**Your task**
Give back exactly the lines of the material below, starting with the line with "Target: isolated tree" and going on through the line with "Target: tree line".

....

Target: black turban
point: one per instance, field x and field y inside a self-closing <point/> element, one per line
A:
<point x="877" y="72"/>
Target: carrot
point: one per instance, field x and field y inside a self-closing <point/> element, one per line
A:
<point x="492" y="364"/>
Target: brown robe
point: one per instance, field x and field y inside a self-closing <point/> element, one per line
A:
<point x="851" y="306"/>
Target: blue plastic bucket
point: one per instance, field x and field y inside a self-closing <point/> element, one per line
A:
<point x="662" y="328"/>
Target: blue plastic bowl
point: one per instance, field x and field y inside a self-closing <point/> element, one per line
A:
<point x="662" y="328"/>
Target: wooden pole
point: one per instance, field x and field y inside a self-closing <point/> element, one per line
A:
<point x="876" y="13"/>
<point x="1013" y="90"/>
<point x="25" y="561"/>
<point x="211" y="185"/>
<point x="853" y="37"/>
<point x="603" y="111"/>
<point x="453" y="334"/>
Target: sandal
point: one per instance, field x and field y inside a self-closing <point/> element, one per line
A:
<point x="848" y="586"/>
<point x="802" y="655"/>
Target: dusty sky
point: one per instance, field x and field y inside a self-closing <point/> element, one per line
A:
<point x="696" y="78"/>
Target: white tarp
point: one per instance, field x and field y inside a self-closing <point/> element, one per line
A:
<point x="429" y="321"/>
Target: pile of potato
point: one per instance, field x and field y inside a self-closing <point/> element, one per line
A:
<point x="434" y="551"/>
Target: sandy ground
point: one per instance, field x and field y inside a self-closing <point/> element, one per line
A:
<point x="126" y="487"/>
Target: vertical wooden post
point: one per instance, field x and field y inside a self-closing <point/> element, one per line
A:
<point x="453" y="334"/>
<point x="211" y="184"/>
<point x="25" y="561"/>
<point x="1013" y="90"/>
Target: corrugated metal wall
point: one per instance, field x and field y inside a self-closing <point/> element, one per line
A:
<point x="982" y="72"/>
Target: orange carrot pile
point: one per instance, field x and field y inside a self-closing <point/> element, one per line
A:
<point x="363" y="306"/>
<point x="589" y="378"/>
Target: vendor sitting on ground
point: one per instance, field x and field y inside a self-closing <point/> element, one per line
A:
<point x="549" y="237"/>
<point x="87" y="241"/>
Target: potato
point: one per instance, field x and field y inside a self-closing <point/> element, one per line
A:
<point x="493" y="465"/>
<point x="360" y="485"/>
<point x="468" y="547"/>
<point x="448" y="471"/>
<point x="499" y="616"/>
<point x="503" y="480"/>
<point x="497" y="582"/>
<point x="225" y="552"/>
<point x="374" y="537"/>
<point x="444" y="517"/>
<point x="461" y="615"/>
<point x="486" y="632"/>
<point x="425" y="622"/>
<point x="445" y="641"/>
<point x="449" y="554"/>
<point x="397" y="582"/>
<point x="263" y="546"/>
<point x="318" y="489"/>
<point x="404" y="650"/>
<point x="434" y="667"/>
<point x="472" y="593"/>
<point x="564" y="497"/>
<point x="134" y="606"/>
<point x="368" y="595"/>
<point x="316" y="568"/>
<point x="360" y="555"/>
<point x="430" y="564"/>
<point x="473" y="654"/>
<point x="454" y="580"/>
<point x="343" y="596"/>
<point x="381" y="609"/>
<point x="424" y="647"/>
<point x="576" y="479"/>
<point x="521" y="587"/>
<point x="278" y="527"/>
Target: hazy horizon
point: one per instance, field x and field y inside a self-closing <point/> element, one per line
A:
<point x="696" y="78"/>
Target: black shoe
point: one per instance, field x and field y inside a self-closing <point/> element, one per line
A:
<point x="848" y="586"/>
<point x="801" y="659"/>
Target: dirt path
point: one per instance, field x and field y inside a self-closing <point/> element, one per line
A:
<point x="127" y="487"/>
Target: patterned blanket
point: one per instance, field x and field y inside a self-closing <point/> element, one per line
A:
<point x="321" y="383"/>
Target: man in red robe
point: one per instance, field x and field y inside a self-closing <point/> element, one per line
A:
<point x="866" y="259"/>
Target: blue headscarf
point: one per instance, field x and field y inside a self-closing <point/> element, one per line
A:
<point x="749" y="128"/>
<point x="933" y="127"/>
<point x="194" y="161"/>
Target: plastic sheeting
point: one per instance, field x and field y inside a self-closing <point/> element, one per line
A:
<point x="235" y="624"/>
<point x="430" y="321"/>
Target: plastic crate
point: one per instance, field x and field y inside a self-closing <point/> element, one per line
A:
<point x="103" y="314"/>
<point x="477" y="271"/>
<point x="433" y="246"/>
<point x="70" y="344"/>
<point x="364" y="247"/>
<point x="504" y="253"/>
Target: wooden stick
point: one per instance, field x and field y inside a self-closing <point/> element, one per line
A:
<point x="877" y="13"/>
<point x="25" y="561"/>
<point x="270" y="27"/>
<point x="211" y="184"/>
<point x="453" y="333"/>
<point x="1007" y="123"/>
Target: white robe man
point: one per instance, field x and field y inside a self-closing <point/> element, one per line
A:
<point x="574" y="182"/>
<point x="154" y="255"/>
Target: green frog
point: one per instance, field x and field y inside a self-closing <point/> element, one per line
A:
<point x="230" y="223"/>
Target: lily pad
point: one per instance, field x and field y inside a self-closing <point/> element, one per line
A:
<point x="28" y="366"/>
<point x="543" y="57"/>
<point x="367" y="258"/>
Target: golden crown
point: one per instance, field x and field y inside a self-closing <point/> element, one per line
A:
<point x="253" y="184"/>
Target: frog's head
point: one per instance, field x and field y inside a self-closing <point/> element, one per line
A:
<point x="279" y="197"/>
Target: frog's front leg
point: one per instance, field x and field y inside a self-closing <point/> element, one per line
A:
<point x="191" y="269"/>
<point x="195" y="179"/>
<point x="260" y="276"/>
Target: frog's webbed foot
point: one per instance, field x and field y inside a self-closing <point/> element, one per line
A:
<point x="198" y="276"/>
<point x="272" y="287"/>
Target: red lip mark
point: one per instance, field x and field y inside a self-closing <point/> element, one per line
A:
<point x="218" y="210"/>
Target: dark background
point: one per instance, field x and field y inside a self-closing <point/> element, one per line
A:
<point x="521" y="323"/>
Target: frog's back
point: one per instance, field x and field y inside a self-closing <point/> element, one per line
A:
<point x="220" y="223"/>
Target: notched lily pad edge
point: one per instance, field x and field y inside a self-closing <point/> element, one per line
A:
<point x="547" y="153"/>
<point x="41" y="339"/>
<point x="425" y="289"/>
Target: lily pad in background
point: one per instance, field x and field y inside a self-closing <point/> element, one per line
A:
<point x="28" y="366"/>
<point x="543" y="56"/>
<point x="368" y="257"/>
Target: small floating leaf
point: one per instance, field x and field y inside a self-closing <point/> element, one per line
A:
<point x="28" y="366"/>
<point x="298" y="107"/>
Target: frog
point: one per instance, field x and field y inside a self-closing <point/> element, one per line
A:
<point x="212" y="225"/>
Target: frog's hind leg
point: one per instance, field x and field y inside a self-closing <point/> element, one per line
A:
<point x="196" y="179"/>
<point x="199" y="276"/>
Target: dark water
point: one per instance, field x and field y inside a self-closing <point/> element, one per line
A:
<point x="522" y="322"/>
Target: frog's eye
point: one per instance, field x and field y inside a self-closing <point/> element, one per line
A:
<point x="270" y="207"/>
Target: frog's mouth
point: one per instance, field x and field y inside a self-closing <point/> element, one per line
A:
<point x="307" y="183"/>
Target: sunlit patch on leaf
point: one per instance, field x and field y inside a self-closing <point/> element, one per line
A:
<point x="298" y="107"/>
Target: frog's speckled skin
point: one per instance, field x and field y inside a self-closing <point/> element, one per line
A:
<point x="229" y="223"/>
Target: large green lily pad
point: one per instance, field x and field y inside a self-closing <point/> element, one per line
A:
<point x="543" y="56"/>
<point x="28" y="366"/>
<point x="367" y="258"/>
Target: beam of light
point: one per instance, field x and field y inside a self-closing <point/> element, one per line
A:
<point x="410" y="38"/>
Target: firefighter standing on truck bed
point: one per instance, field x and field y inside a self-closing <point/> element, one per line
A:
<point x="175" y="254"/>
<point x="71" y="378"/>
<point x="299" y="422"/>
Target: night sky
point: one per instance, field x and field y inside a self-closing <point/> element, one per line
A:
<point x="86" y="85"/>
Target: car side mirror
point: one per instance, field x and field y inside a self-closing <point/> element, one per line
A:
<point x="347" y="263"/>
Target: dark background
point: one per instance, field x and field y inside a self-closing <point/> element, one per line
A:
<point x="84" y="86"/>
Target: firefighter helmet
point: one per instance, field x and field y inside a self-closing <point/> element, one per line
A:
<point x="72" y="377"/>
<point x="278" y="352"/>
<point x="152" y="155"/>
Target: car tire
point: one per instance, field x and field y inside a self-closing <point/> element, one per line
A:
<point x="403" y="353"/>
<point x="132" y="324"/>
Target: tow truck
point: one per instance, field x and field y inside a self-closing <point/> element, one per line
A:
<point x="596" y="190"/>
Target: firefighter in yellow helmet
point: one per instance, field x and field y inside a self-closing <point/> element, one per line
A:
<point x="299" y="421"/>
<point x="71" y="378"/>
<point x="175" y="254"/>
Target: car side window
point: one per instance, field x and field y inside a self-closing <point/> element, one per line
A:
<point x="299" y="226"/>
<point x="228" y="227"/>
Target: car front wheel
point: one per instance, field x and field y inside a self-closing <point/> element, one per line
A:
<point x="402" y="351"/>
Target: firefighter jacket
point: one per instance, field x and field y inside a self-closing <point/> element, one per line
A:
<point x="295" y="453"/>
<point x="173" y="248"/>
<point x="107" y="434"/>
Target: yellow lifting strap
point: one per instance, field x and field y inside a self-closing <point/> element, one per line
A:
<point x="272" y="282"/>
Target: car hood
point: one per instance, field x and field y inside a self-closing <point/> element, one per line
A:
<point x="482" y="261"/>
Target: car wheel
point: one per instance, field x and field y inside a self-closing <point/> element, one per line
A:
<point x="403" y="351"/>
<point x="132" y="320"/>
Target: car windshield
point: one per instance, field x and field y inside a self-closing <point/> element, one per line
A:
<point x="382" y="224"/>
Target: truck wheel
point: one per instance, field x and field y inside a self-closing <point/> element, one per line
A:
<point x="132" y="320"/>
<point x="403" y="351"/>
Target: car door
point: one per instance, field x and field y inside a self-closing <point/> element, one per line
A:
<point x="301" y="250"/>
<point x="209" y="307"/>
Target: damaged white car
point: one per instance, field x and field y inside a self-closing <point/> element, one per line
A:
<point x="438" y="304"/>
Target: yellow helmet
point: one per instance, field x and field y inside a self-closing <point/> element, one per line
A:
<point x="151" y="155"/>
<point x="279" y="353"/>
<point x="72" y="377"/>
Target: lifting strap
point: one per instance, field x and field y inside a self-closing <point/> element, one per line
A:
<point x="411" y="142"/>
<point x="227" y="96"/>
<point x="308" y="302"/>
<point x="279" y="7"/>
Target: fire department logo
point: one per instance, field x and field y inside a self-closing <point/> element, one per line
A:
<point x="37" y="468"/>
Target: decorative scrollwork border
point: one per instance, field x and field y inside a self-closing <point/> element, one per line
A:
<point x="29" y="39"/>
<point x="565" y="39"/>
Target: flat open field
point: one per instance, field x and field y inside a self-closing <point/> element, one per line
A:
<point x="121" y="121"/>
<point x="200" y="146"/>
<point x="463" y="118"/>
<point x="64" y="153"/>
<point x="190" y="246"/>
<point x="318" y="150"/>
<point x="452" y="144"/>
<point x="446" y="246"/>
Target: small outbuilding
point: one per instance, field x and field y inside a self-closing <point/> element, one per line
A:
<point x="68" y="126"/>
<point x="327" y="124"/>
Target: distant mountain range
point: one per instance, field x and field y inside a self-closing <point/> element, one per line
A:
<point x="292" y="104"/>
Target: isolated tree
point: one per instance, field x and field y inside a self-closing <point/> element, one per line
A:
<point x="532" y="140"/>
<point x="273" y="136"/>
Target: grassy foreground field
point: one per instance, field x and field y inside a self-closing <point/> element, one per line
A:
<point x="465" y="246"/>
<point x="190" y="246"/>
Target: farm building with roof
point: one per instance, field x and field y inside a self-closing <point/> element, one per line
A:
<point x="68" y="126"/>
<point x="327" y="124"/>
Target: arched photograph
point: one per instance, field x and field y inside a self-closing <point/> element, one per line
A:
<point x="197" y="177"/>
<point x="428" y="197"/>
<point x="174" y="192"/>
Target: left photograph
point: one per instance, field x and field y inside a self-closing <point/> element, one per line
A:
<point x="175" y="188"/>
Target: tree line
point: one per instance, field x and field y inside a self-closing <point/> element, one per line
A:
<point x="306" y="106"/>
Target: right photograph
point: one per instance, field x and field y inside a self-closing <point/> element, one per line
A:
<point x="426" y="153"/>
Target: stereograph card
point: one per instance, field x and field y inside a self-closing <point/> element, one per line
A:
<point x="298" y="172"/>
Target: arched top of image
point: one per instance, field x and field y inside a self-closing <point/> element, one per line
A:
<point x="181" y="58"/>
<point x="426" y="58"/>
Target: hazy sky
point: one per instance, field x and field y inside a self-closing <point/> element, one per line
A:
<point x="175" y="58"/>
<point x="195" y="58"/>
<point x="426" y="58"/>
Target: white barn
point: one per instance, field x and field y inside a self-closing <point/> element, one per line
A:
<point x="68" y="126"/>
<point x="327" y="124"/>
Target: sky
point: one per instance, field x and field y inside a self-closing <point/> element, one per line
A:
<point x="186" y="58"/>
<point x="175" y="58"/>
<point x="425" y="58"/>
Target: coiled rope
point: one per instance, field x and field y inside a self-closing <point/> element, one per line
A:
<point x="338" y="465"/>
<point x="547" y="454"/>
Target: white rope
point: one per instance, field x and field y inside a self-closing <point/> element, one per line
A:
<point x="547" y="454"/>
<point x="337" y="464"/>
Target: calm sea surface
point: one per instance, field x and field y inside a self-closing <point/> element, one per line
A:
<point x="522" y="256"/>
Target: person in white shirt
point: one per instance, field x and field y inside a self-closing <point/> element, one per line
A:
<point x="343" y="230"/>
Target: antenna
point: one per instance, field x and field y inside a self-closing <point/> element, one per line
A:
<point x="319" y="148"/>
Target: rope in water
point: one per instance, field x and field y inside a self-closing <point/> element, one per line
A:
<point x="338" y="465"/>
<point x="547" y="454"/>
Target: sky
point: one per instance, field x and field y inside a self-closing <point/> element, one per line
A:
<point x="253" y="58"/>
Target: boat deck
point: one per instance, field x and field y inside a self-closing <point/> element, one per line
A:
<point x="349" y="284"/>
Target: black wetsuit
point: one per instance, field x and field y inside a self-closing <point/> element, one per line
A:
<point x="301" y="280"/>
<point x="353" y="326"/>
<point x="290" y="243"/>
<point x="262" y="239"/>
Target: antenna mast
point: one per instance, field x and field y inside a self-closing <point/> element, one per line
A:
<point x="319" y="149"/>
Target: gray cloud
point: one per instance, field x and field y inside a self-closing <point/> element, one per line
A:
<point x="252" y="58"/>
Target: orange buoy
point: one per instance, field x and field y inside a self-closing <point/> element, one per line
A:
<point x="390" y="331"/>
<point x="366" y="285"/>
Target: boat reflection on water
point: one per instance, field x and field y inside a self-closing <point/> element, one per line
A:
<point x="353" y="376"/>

....

**Completed exercise**
Target: isolated tree
point: one per instance, field x and field y inside a self-closing <point/> element, one per line
A:
<point x="532" y="140"/>
<point x="273" y="136"/>
Target: grassy foreground field
point: one per instance, field x and field y inside a self-closing <point/> element, one per line
A:
<point x="465" y="246"/>
<point x="190" y="246"/>
Target: farm building with roof
point: one per instance, field x and field y inside a self-closing <point/> element, one per line
A:
<point x="68" y="126"/>
<point x="327" y="124"/>
Target: arched photograph
point: one per instance, field x and field y inside a self-closing <point/> element, one per line
A:
<point x="197" y="177"/>
<point x="428" y="197"/>
<point x="174" y="192"/>
Target: left photograph
point: one per instance, field x and field y inside a self-closing <point/> element, one per line
A:
<point x="175" y="188"/>
Target: tree line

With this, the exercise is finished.